PAGE EXTRACT:
◇ ◇ ◇ ◇ ◇
Another target has been the media. A June 21 article quotes Eric Dezenhall, "the most prominent crisis manager in the country" (not to mention "a former press aide to Ronald Reagan") as saying that the media have become overrun with reporters with "political agendas or huge ambitions and an almost sexual desire to destroy a target."

While Kessler did not explicitly link coverage of Bush to that "almost sexual desire to destroy a target," he made up for it with a July 22 article purporting to describe "the media war against the Bush administration":

After 9/11, the media criticized George Bush and the government for not having done enough to prevent the attacks. Now the mainstream media have gone on to attack everything the government has done since then to make us safer.

The article wandered the familiar trail of conservative attacks on the media, from defending the reference to the infamous "16 words" about Iraq allegedly trying to purchase yellowcake uranium in Africa to bashing The New York Times for "exposing legitimate programs that are necessary to hunt down terrorists."
◇ ◇ ◇ ◇ ◇
EXERCISES:
**a)** From the passage on attacks against the media, return the words starting at "While Kessler did" and ending at "make us safer.".
**b)** According to the passage on attacks against the media, who is described as "a former press aide to Ronald Reagan"?
**c)** Decide whether each statement agrees with the passage on attacks against the media, answering yes or no and quoting the words that settle it: (i) Kessler explicitly linked coverage of Bush to the "almost sexual desire to destroy a target." (ii) The July 22 article bashed The New York Times. (iii) The "16 words" concerned Iraq allegedly trying to buy uranium in Africa.
Nothing in the records has any bearing on this.

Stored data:
◇ ◇ ◇ ◇ ◇
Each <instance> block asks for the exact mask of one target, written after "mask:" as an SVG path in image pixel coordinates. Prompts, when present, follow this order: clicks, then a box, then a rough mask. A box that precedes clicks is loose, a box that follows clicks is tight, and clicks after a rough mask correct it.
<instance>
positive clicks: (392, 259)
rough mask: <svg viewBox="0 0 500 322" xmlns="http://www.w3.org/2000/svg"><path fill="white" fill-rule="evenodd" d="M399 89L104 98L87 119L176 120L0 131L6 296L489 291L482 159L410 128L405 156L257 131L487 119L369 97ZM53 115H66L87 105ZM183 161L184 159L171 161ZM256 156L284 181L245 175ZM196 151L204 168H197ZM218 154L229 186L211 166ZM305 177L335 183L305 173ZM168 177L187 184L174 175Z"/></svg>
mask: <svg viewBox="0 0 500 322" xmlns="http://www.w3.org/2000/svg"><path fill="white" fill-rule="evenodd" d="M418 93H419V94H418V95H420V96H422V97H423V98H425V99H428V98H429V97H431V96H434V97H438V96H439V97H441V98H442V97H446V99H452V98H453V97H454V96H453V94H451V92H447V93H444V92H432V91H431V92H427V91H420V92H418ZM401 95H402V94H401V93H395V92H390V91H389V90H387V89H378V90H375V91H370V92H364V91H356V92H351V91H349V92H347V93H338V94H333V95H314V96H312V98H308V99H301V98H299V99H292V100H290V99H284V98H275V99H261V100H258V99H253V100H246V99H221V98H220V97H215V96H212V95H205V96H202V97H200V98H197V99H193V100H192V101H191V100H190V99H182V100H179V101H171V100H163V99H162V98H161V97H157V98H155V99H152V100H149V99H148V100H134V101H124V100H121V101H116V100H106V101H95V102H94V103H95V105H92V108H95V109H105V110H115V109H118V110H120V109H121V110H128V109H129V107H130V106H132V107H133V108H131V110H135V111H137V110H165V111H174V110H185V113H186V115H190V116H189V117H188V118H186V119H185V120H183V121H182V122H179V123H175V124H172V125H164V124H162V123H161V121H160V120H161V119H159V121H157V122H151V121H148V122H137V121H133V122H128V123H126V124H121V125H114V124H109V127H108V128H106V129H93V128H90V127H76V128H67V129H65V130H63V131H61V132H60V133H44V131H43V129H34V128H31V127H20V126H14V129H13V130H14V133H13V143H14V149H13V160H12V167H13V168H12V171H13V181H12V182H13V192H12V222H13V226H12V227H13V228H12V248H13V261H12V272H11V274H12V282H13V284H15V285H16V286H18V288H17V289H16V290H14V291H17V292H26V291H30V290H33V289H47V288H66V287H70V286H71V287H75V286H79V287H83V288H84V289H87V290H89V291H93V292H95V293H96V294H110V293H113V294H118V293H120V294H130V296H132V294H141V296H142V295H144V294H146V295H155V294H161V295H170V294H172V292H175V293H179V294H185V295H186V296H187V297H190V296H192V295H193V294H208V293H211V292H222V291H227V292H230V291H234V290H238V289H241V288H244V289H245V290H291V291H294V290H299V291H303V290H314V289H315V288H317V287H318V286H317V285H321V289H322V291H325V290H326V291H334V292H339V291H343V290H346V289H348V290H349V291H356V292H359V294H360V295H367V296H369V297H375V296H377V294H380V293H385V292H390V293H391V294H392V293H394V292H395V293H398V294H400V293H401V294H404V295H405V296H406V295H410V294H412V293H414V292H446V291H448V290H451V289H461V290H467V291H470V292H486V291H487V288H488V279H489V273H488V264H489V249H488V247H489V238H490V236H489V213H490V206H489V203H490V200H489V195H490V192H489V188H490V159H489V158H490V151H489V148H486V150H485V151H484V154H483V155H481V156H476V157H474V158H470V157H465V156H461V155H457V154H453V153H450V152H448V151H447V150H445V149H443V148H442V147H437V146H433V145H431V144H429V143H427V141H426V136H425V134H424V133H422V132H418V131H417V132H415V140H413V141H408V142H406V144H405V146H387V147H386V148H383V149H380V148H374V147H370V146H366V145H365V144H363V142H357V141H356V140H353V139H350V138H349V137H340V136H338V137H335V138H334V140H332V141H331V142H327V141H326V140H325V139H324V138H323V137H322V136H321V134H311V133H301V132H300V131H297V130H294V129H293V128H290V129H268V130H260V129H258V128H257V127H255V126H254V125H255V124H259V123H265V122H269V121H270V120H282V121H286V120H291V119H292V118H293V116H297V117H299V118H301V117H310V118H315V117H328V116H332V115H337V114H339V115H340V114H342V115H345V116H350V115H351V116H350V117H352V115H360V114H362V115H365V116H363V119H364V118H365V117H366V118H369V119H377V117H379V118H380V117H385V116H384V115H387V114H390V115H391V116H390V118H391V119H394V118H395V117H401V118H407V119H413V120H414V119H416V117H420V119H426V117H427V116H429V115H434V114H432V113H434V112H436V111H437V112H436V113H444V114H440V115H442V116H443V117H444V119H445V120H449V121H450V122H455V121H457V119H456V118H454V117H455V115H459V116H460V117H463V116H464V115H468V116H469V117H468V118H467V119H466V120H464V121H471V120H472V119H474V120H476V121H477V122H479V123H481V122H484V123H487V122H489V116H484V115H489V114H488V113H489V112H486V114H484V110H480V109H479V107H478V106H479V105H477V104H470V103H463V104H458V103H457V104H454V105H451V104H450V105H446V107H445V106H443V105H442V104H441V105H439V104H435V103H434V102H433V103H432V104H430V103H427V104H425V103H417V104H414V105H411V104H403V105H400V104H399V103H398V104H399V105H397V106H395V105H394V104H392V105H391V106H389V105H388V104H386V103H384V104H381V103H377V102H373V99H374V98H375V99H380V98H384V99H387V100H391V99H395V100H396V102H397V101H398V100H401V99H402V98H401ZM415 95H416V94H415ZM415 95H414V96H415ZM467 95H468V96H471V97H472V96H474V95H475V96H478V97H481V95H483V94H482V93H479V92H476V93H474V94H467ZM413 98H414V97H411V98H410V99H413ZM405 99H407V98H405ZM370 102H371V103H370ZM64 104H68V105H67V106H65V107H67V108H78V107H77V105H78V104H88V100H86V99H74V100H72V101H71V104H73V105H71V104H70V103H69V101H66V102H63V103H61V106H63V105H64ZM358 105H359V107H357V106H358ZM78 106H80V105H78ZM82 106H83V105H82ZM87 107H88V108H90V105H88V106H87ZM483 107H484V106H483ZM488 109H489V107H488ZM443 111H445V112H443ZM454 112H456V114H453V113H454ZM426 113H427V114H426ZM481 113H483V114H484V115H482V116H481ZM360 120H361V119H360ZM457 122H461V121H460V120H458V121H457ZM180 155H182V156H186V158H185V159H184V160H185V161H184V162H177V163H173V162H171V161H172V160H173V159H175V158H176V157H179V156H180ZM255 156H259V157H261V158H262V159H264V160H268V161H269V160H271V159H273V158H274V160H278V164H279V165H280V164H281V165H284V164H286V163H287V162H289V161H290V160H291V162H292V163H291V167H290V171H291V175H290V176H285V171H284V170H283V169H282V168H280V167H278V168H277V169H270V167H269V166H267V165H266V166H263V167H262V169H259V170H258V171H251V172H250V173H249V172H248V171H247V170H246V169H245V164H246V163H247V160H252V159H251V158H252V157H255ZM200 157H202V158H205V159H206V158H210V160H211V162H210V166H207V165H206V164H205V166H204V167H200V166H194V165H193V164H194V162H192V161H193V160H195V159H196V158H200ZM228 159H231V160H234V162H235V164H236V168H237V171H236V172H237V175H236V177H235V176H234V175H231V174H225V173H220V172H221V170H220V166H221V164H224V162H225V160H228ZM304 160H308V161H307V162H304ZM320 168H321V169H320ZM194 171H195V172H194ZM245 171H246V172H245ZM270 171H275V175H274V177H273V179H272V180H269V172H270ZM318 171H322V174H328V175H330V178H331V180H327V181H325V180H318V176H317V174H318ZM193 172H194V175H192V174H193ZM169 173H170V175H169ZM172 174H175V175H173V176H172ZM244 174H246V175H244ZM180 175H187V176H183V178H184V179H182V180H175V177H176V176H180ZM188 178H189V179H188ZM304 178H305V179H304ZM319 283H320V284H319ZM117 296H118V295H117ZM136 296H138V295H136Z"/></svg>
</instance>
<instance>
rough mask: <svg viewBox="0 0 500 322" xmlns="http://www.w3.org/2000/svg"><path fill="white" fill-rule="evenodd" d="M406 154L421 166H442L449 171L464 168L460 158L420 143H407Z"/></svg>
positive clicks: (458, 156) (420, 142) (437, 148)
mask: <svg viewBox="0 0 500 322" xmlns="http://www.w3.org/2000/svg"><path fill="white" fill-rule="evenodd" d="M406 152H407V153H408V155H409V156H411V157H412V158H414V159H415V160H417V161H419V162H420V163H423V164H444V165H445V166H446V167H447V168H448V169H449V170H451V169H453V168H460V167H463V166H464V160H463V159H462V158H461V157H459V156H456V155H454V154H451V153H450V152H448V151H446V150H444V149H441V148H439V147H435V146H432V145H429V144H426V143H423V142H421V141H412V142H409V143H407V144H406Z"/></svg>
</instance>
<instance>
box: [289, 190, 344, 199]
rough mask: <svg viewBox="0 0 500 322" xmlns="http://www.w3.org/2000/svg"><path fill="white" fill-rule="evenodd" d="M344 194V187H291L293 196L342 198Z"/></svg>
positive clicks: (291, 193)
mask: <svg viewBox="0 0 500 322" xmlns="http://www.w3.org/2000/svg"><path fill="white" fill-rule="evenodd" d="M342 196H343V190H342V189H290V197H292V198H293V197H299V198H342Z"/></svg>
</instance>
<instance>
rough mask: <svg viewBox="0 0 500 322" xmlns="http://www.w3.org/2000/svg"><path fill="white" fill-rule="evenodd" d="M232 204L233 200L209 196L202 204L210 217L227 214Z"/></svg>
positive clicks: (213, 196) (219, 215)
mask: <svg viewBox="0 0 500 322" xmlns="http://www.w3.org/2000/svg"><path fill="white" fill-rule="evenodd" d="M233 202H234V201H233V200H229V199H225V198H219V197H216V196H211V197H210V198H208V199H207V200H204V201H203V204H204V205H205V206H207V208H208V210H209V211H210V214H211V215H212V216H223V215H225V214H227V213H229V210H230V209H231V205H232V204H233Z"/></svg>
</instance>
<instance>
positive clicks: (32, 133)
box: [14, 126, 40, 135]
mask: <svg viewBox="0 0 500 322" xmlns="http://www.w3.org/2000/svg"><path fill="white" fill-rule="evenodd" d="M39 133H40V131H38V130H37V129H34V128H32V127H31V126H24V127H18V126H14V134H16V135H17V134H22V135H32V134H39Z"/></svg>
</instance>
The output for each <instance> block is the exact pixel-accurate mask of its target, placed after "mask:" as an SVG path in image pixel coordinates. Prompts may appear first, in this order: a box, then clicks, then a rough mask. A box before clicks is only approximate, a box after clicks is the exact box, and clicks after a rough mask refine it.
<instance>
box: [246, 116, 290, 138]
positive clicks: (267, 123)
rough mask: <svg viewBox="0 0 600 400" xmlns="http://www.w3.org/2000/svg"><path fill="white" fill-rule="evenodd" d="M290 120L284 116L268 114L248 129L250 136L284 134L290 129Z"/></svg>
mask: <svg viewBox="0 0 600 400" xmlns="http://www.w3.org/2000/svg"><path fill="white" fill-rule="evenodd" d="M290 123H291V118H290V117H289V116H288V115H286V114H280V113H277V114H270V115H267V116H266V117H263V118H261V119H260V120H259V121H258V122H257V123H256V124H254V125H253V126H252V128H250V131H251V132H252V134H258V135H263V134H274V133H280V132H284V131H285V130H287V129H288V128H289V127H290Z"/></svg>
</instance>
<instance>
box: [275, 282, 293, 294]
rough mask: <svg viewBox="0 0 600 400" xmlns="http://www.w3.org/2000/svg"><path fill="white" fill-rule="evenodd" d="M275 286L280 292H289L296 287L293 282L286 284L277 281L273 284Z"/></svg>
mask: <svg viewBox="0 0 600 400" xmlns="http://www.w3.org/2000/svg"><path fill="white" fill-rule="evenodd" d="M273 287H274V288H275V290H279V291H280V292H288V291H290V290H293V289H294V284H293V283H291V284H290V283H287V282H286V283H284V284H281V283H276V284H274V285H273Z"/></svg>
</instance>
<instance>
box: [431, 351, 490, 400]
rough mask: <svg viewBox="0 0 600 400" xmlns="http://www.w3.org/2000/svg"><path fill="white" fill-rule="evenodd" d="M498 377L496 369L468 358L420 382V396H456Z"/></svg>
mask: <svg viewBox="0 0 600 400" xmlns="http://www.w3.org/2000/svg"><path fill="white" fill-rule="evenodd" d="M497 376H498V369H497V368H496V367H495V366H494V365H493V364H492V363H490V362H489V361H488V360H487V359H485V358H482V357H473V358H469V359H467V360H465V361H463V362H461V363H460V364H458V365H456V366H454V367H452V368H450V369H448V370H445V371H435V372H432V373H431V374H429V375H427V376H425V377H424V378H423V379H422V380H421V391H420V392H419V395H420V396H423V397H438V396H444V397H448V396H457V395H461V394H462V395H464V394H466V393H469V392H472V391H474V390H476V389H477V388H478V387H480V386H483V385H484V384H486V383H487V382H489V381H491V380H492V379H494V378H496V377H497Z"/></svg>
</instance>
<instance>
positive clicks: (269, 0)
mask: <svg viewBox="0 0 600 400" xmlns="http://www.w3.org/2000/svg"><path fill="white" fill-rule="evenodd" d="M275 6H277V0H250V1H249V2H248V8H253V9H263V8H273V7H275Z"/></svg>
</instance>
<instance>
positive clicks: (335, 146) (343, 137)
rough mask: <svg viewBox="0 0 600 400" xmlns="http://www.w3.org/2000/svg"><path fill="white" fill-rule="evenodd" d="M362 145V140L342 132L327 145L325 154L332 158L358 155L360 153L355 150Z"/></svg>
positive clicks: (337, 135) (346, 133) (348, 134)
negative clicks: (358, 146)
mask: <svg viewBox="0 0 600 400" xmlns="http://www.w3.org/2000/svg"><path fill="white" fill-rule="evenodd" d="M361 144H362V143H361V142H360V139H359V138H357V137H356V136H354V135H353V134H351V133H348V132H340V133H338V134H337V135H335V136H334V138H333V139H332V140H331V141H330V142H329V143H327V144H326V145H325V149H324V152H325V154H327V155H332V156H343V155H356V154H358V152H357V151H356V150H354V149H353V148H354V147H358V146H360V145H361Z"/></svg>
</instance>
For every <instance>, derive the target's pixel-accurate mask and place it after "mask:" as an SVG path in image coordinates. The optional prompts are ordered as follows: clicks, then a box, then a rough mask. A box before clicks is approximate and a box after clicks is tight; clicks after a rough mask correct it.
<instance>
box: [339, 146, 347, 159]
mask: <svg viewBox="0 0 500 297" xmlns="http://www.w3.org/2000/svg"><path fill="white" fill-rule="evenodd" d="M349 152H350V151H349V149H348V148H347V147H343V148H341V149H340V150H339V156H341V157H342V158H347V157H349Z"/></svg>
◇ ◇ ◇ ◇ ◇
SOLUTIONS TO EACH TASK:
**a)**
While Kessler did not explicitly link coverage of Bush to that "almost sexual desire to destroy a target," he made up for it with a July 22 article purporting to describe "the media war against the Bush administration":

After 9/11, the media criticized George Bush and the government for not having done enough to prevent the attacks. Now the mainstream media have gone on to attack everything the government has done since then to make us safer.

**b)** Eric Dezenhall.

**c)**
(i) No: "Kessler did not explicitly link coverage of Bush to that "almost sexual desire to destroy a target,""
(ii) Yes: "bashing The New York Times for "exposing legitimate programs that are necessary to hunt down terrorists.""
(iii) Yes: "about Iraq allegedly trying to purchase yellowcake uranium in Africa"